SET EXERCISE: Extract every line of the material below that contains the word "snow", and copy each one unchanged.

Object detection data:
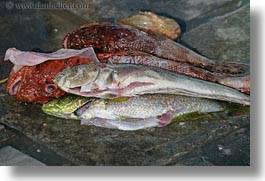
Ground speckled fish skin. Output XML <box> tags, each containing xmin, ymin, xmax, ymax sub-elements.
<box><xmin>42</xmin><ymin>94</ymin><xmax>224</xmax><ymax>130</ymax></box>
<box><xmin>41</xmin><ymin>95</ymin><xmax>92</xmax><ymax>120</ymax></box>
<box><xmin>80</xmin><ymin>94</ymin><xmax>223</xmax><ymax>130</ymax></box>
<box><xmin>81</xmin><ymin>94</ymin><xmax>223</xmax><ymax>120</ymax></box>
<box><xmin>54</xmin><ymin>64</ymin><xmax>250</xmax><ymax>105</ymax></box>
<box><xmin>118</xmin><ymin>12</ymin><xmax>181</xmax><ymax>40</ymax></box>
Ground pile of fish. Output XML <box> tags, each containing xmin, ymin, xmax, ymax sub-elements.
<box><xmin>2</xmin><ymin>12</ymin><xmax>250</xmax><ymax>130</ymax></box>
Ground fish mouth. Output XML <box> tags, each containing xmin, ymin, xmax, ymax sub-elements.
<box><xmin>8</xmin><ymin>77</ymin><xmax>22</xmax><ymax>96</ymax></box>
<box><xmin>63</xmin><ymin>34</ymin><xmax>70</xmax><ymax>48</ymax></box>
<box><xmin>74</xmin><ymin>101</ymin><xmax>92</xmax><ymax>117</ymax></box>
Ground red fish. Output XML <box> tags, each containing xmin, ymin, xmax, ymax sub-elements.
<box><xmin>97</xmin><ymin>51</ymin><xmax>250</xmax><ymax>94</ymax></box>
<box><xmin>5</xmin><ymin>49</ymin><xmax>95</xmax><ymax>103</ymax></box>
<box><xmin>63</xmin><ymin>23</ymin><xmax>248</xmax><ymax>74</ymax></box>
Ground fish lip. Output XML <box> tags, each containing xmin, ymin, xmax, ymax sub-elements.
<box><xmin>8</xmin><ymin>77</ymin><xmax>22</xmax><ymax>96</ymax></box>
<box><xmin>53</xmin><ymin>63</ymin><xmax>100</xmax><ymax>91</ymax></box>
<box><xmin>73</xmin><ymin>100</ymin><xmax>92</xmax><ymax>117</ymax></box>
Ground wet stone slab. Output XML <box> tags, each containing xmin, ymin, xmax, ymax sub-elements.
<box><xmin>0</xmin><ymin>0</ymin><xmax>250</xmax><ymax>165</ymax></box>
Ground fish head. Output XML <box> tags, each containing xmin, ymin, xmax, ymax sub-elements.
<box><xmin>42</xmin><ymin>94</ymin><xmax>93</xmax><ymax>119</ymax></box>
<box><xmin>54</xmin><ymin>63</ymin><xmax>104</xmax><ymax>95</ymax></box>
<box><xmin>6</xmin><ymin>58</ymin><xmax>89</xmax><ymax>104</ymax></box>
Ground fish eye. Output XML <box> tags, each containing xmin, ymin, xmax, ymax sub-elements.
<box><xmin>45</xmin><ymin>84</ymin><xmax>58</xmax><ymax>93</ymax></box>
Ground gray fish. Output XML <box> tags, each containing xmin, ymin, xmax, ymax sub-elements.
<box><xmin>42</xmin><ymin>94</ymin><xmax>225</xmax><ymax>130</ymax></box>
<box><xmin>54</xmin><ymin>63</ymin><xmax>250</xmax><ymax>105</ymax></box>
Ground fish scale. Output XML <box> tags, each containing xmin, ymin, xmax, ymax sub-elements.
<box><xmin>81</xmin><ymin>94</ymin><xmax>223</xmax><ymax>120</ymax></box>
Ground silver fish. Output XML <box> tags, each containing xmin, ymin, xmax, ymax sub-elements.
<box><xmin>54</xmin><ymin>63</ymin><xmax>250</xmax><ymax>105</ymax></box>
<box><xmin>76</xmin><ymin>94</ymin><xmax>224</xmax><ymax>130</ymax></box>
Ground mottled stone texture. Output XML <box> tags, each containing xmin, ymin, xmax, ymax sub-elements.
<box><xmin>0</xmin><ymin>0</ymin><xmax>250</xmax><ymax>165</ymax></box>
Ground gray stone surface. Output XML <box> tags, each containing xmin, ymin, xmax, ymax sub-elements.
<box><xmin>181</xmin><ymin>4</ymin><xmax>250</xmax><ymax>64</ymax></box>
<box><xmin>0</xmin><ymin>0</ymin><xmax>250</xmax><ymax>165</ymax></box>
<box><xmin>0</xmin><ymin>146</ymin><xmax>45</xmax><ymax>166</ymax></box>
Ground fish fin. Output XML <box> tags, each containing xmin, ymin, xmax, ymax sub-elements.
<box><xmin>158</xmin><ymin>107</ymin><xmax>183</xmax><ymax>127</ymax></box>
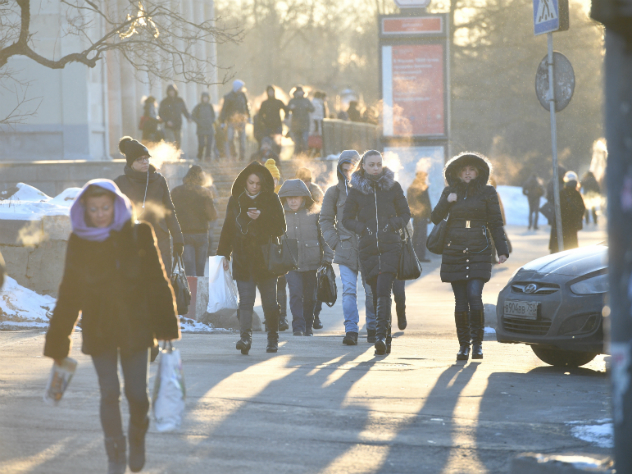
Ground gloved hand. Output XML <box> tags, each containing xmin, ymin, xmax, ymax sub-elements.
<box><xmin>173</xmin><ymin>244</ymin><xmax>184</xmax><ymax>257</ymax></box>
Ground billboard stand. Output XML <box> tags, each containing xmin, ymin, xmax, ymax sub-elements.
<box><xmin>379</xmin><ymin>8</ymin><xmax>450</xmax><ymax>203</ymax></box>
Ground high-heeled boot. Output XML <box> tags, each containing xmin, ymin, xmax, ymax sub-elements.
<box><xmin>128</xmin><ymin>418</ymin><xmax>149</xmax><ymax>472</ymax></box>
<box><xmin>266</xmin><ymin>311</ymin><xmax>279</xmax><ymax>353</ymax></box>
<box><xmin>375</xmin><ymin>296</ymin><xmax>393</xmax><ymax>355</ymax></box>
<box><xmin>105</xmin><ymin>436</ymin><xmax>127</xmax><ymax>474</ymax></box>
<box><xmin>470</xmin><ymin>309</ymin><xmax>485</xmax><ymax>359</ymax></box>
<box><xmin>454</xmin><ymin>311</ymin><xmax>470</xmax><ymax>360</ymax></box>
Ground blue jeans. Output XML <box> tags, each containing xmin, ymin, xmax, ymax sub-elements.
<box><xmin>182</xmin><ymin>232</ymin><xmax>208</xmax><ymax>276</ymax></box>
<box><xmin>338</xmin><ymin>265</ymin><xmax>376</xmax><ymax>333</ymax></box>
<box><xmin>237</xmin><ymin>277</ymin><xmax>279</xmax><ymax>335</ymax></box>
<box><xmin>452</xmin><ymin>278</ymin><xmax>485</xmax><ymax>312</ymax></box>
<box><xmin>285</xmin><ymin>270</ymin><xmax>316</xmax><ymax>332</ymax></box>
<box><xmin>225</xmin><ymin>123</ymin><xmax>246</xmax><ymax>160</ymax></box>
<box><xmin>393</xmin><ymin>280</ymin><xmax>406</xmax><ymax>317</ymax></box>
<box><xmin>92</xmin><ymin>349</ymin><xmax>149</xmax><ymax>438</ymax></box>
<box><xmin>197</xmin><ymin>132</ymin><xmax>215</xmax><ymax>160</ymax></box>
<box><xmin>291</xmin><ymin>130</ymin><xmax>309</xmax><ymax>155</ymax></box>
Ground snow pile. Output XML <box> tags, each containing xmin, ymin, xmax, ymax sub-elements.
<box><xmin>179</xmin><ymin>316</ymin><xmax>232</xmax><ymax>334</ymax></box>
<box><xmin>0</xmin><ymin>277</ymin><xmax>55</xmax><ymax>329</ymax></box>
<box><xmin>568</xmin><ymin>418</ymin><xmax>614</xmax><ymax>448</ymax></box>
<box><xmin>0</xmin><ymin>183</ymin><xmax>80</xmax><ymax>221</ymax></box>
<box><xmin>497</xmin><ymin>186</ymin><xmax>547</xmax><ymax>226</ymax></box>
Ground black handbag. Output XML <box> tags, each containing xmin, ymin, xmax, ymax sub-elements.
<box><xmin>261</xmin><ymin>237</ymin><xmax>298</xmax><ymax>276</ymax></box>
<box><xmin>397</xmin><ymin>227</ymin><xmax>421</xmax><ymax>280</ymax></box>
<box><xmin>426</xmin><ymin>219</ymin><xmax>448</xmax><ymax>255</ymax></box>
<box><xmin>540</xmin><ymin>201</ymin><xmax>555</xmax><ymax>224</ymax></box>
<box><xmin>316</xmin><ymin>263</ymin><xmax>338</xmax><ymax>308</ymax></box>
<box><xmin>171</xmin><ymin>255</ymin><xmax>191</xmax><ymax>315</ymax></box>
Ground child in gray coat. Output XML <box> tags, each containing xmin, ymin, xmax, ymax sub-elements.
<box><xmin>279</xmin><ymin>179</ymin><xmax>333</xmax><ymax>336</ymax></box>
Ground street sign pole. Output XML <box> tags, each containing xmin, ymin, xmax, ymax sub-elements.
<box><xmin>546</xmin><ymin>33</ymin><xmax>564</xmax><ymax>252</ymax></box>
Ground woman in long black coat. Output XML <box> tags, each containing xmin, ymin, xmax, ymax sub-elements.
<box><xmin>44</xmin><ymin>179</ymin><xmax>180</xmax><ymax>474</ymax></box>
<box><xmin>549</xmin><ymin>171</ymin><xmax>586</xmax><ymax>253</ymax></box>
<box><xmin>217</xmin><ymin>161</ymin><xmax>285</xmax><ymax>354</ymax></box>
<box><xmin>431</xmin><ymin>152</ymin><xmax>509</xmax><ymax>360</ymax></box>
<box><xmin>342</xmin><ymin>150</ymin><xmax>410</xmax><ymax>355</ymax></box>
<box><xmin>114</xmin><ymin>137</ymin><xmax>184</xmax><ymax>275</ymax></box>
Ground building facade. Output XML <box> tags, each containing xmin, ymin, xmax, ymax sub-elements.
<box><xmin>0</xmin><ymin>0</ymin><xmax>218</xmax><ymax>162</ymax></box>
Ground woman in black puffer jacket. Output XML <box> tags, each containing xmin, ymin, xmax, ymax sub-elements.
<box><xmin>114</xmin><ymin>137</ymin><xmax>184</xmax><ymax>276</ymax></box>
<box><xmin>431</xmin><ymin>152</ymin><xmax>509</xmax><ymax>360</ymax></box>
<box><xmin>217</xmin><ymin>161</ymin><xmax>285</xmax><ymax>354</ymax></box>
<box><xmin>342</xmin><ymin>150</ymin><xmax>410</xmax><ymax>355</ymax></box>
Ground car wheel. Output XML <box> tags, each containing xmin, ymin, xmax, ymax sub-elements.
<box><xmin>531</xmin><ymin>346</ymin><xmax>598</xmax><ymax>367</ymax></box>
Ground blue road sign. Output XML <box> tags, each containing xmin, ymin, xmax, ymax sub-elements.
<box><xmin>533</xmin><ymin>0</ymin><xmax>560</xmax><ymax>35</ymax></box>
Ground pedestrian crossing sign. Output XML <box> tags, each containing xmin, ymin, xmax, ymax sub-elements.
<box><xmin>533</xmin><ymin>0</ymin><xmax>568</xmax><ymax>35</ymax></box>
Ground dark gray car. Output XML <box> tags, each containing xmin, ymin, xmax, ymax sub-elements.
<box><xmin>496</xmin><ymin>245</ymin><xmax>608</xmax><ymax>367</ymax></box>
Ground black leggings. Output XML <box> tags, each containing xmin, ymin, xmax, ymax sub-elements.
<box><xmin>367</xmin><ymin>273</ymin><xmax>395</xmax><ymax>310</ymax></box>
<box><xmin>452</xmin><ymin>278</ymin><xmax>485</xmax><ymax>312</ymax></box>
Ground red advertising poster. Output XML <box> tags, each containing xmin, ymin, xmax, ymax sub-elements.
<box><xmin>382</xmin><ymin>17</ymin><xmax>443</xmax><ymax>35</ymax></box>
<box><xmin>385</xmin><ymin>44</ymin><xmax>446</xmax><ymax>136</ymax></box>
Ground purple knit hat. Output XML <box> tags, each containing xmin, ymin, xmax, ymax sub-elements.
<box><xmin>70</xmin><ymin>179</ymin><xmax>133</xmax><ymax>242</ymax></box>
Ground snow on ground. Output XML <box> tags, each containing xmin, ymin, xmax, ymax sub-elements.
<box><xmin>180</xmin><ymin>316</ymin><xmax>233</xmax><ymax>334</ymax></box>
<box><xmin>567</xmin><ymin>418</ymin><xmax>614</xmax><ymax>448</ymax></box>
<box><xmin>497</xmin><ymin>186</ymin><xmax>546</xmax><ymax>226</ymax></box>
<box><xmin>0</xmin><ymin>183</ymin><xmax>80</xmax><ymax>221</ymax></box>
<box><xmin>0</xmin><ymin>277</ymin><xmax>55</xmax><ymax>329</ymax></box>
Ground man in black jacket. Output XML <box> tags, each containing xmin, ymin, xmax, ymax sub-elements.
<box><xmin>114</xmin><ymin>137</ymin><xmax>184</xmax><ymax>276</ymax></box>
<box><xmin>191</xmin><ymin>92</ymin><xmax>215</xmax><ymax>161</ymax></box>
<box><xmin>171</xmin><ymin>165</ymin><xmax>217</xmax><ymax>276</ymax></box>
<box><xmin>219</xmin><ymin>79</ymin><xmax>250</xmax><ymax>161</ymax></box>
<box><xmin>158</xmin><ymin>84</ymin><xmax>191</xmax><ymax>150</ymax></box>
<box><xmin>259</xmin><ymin>86</ymin><xmax>288</xmax><ymax>147</ymax></box>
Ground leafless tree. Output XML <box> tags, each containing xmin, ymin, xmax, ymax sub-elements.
<box><xmin>0</xmin><ymin>0</ymin><xmax>242</xmax><ymax>124</ymax></box>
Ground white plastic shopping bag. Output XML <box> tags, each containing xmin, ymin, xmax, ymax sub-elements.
<box><xmin>152</xmin><ymin>343</ymin><xmax>186</xmax><ymax>432</ymax></box>
<box><xmin>206</xmin><ymin>256</ymin><xmax>239</xmax><ymax>314</ymax></box>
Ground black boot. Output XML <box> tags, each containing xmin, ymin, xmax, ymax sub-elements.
<box><xmin>129</xmin><ymin>418</ymin><xmax>149</xmax><ymax>472</ymax></box>
<box><xmin>314</xmin><ymin>316</ymin><xmax>323</xmax><ymax>329</ymax></box>
<box><xmin>454</xmin><ymin>311</ymin><xmax>470</xmax><ymax>360</ymax></box>
<box><xmin>470</xmin><ymin>309</ymin><xmax>485</xmax><ymax>359</ymax></box>
<box><xmin>279</xmin><ymin>315</ymin><xmax>290</xmax><ymax>332</ymax></box>
<box><xmin>375</xmin><ymin>296</ymin><xmax>393</xmax><ymax>355</ymax></box>
<box><xmin>235</xmin><ymin>333</ymin><xmax>252</xmax><ymax>355</ymax></box>
<box><xmin>342</xmin><ymin>332</ymin><xmax>358</xmax><ymax>346</ymax></box>
<box><xmin>266</xmin><ymin>331</ymin><xmax>279</xmax><ymax>353</ymax></box>
<box><xmin>395</xmin><ymin>305</ymin><xmax>408</xmax><ymax>331</ymax></box>
<box><xmin>266</xmin><ymin>309</ymin><xmax>279</xmax><ymax>353</ymax></box>
<box><xmin>105</xmin><ymin>436</ymin><xmax>127</xmax><ymax>474</ymax></box>
<box><xmin>235</xmin><ymin>310</ymin><xmax>253</xmax><ymax>355</ymax></box>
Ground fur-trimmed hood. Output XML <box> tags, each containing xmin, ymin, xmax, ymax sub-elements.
<box><xmin>443</xmin><ymin>151</ymin><xmax>492</xmax><ymax>186</ymax></box>
<box><xmin>279</xmin><ymin>179</ymin><xmax>314</xmax><ymax>209</ymax></box>
<box><xmin>351</xmin><ymin>167</ymin><xmax>395</xmax><ymax>195</ymax></box>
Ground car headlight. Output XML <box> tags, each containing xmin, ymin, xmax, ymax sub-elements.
<box><xmin>571</xmin><ymin>273</ymin><xmax>609</xmax><ymax>295</ymax></box>
<box><xmin>508</xmin><ymin>267</ymin><xmax>522</xmax><ymax>281</ymax></box>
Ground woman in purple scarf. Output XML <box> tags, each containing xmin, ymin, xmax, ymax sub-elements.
<box><xmin>44</xmin><ymin>179</ymin><xmax>180</xmax><ymax>474</ymax></box>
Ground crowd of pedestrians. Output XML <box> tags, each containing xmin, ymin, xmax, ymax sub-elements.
<box><xmin>44</xmin><ymin>131</ymin><xmax>524</xmax><ymax>474</ymax></box>
<box><xmin>139</xmin><ymin>79</ymin><xmax>350</xmax><ymax>163</ymax></box>
<box><xmin>522</xmin><ymin>166</ymin><xmax>601</xmax><ymax>253</ymax></box>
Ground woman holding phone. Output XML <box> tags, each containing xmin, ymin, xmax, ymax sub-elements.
<box><xmin>431</xmin><ymin>152</ymin><xmax>509</xmax><ymax>360</ymax></box>
<box><xmin>217</xmin><ymin>161</ymin><xmax>285</xmax><ymax>355</ymax></box>
<box><xmin>44</xmin><ymin>179</ymin><xmax>180</xmax><ymax>474</ymax></box>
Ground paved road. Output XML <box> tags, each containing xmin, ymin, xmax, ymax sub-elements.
<box><xmin>0</xmin><ymin>224</ymin><xmax>609</xmax><ymax>474</ymax></box>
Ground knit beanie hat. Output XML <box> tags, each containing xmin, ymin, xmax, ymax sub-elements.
<box><xmin>265</xmin><ymin>158</ymin><xmax>281</xmax><ymax>179</ymax></box>
<box><xmin>119</xmin><ymin>137</ymin><xmax>150</xmax><ymax>168</ymax></box>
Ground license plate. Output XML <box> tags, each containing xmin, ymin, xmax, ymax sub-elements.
<box><xmin>504</xmin><ymin>300</ymin><xmax>540</xmax><ymax>320</ymax></box>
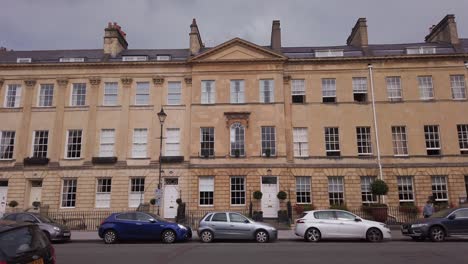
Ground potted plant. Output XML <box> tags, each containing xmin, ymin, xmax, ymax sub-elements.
<box><xmin>369</xmin><ymin>179</ymin><xmax>388</xmax><ymax>223</ymax></box>
<box><xmin>276</xmin><ymin>191</ymin><xmax>288</xmax><ymax>201</ymax></box>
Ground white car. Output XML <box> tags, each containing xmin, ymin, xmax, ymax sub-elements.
<box><xmin>294</xmin><ymin>210</ymin><xmax>392</xmax><ymax>242</ymax></box>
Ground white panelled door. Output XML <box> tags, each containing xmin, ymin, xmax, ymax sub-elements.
<box><xmin>262</xmin><ymin>177</ymin><xmax>279</xmax><ymax>218</ymax></box>
<box><xmin>163</xmin><ymin>178</ymin><xmax>179</xmax><ymax>218</ymax></box>
<box><xmin>0</xmin><ymin>181</ymin><xmax>8</xmax><ymax>217</ymax></box>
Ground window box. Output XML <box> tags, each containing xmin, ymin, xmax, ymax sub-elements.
<box><xmin>23</xmin><ymin>157</ymin><xmax>49</xmax><ymax>166</ymax></box>
<box><xmin>91</xmin><ymin>157</ymin><xmax>117</xmax><ymax>164</ymax></box>
<box><xmin>161</xmin><ymin>156</ymin><xmax>184</xmax><ymax>163</ymax></box>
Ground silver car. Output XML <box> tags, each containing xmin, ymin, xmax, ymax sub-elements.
<box><xmin>198</xmin><ymin>212</ymin><xmax>278</xmax><ymax>243</ymax></box>
<box><xmin>3</xmin><ymin>212</ymin><xmax>71</xmax><ymax>241</ymax></box>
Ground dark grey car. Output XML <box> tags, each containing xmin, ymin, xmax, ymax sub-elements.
<box><xmin>198</xmin><ymin>212</ymin><xmax>278</xmax><ymax>243</ymax></box>
<box><xmin>3</xmin><ymin>212</ymin><xmax>71</xmax><ymax>241</ymax></box>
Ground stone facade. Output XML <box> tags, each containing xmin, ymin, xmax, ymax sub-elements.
<box><xmin>0</xmin><ymin>17</ymin><xmax>468</xmax><ymax>218</ymax></box>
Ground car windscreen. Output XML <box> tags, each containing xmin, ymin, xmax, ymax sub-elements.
<box><xmin>430</xmin><ymin>209</ymin><xmax>453</xmax><ymax>218</ymax></box>
<box><xmin>0</xmin><ymin>226</ymin><xmax>47</xmax><ymax>258</ymax></box>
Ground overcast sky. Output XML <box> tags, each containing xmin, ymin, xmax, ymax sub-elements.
<box><xmin>0</xmin><ymin>0</ymin><xmax>468</xmax><ymax>50</ymax></box>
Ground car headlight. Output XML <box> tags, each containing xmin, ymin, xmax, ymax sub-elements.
<box><xmin>411</xmin><ymin>224</ymin><xmax>427</xmax><ymax>228</ymax></box>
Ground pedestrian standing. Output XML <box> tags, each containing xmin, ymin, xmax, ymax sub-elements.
<box><xmin>423</xmin><ymin>200</ymin><xmax>434</xmax><ymax>218</ymax></box>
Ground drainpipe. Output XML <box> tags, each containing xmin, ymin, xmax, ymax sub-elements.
<box><xmin>367</xmin><ymin>63</ymin><xmax>385</xmax><ymax>184</ymax></box>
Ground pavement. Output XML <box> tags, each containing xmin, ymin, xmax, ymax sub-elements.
<box><xmin>71</xmin><ymin>226</ymin><xmax>410</xmax><ymax>242</ymax></box>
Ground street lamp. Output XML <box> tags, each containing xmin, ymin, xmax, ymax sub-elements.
<box><xmin>158</xmin><ymin>107</ymin><xmax>167</xmax><ymax>215</ymax></box>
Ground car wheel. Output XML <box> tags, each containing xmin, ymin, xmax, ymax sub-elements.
<box><xmin>200</xmin><ymin>230</ymin><xmax>213</xmax><ymax>243</ymax></box>
<box><xmin>366</xmin><ymin>228</ymin><xmax>383</xmax><ymax>242</ymax></box>
<box><xmin>104</xmin><ymin>230</ymin><xmax>117</xmax><ymax>244</ymax></box>
<box><xmin>305</xmin><ymin>227</ymin><xmax>322</xmax><ymax>242</ymax></box>
<box><xmin>255</xmin><ymin>230</ymin><xmax>270</xmax><ymax>243</ymax></box>
<box><xmin>429</xmin><ymin>226</ymin><xmax>445</xmax><ymax>242</ymax></box>
<box><xmin>162</xmin><ymin>230</ymin><xmax>176</xmax><ymax>244</ymax></box>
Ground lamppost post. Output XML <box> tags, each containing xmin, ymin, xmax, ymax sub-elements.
<box><xmin>157</xmin><ymin>107</ymin><xmax>167</xmax><ymax>215</ymax></box>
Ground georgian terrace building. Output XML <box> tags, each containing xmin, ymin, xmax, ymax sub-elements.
<box><xmin>0</xmin><ymin>15</ymin><xmax>468</xmax><ymax>218</ymax></box>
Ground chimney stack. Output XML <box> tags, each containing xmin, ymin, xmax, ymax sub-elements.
<box><xmin>346</xmin><ymin>17</ymin><xmax>369</xmax><ymax>48</ymax></box>
<box><xmin>425</xmin><ymin>15</ymin><xmax>460</xmax><ymax>45</ymax></box>
<box><xmin>270</xmin><ymin>20</ymin><xmax>281</xmax><ymax>52</ymax></box>
<box><xmin>189</xmin><ymin>18</ymin><xmax>204</xmax><ymax>55</ymax></box>
<box><xmin>104</xmin><ymin>22</ymin><xmax>128</xmax><ymax>57</ymax></box>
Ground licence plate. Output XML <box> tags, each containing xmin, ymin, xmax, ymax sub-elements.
<box><xmin>28</xmin><ymin>258</ymin><xmax>44</xmax><ymax>264</ymax></box>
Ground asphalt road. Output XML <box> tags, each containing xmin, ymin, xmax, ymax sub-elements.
<box><xmin>54</xmin><ymin>240</ymin><xmax>468</xmax><ymax>264</ymax></box>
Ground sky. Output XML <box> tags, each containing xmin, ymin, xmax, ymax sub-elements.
<box><xmin>0</xmin><ymin>0</ymin><xmax>468</xmax><ymax>50</ymax></box>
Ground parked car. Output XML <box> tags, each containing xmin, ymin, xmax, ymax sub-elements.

REPLY TO THE TASK:
Ground snow pile. Output XML <box> tags, each containing xmin, ymin, xmax, ymax sub-elements.
Ground snow on ground. Output XML <box> tags, each containing xmin, ymin, xmax, ymax sub-elements.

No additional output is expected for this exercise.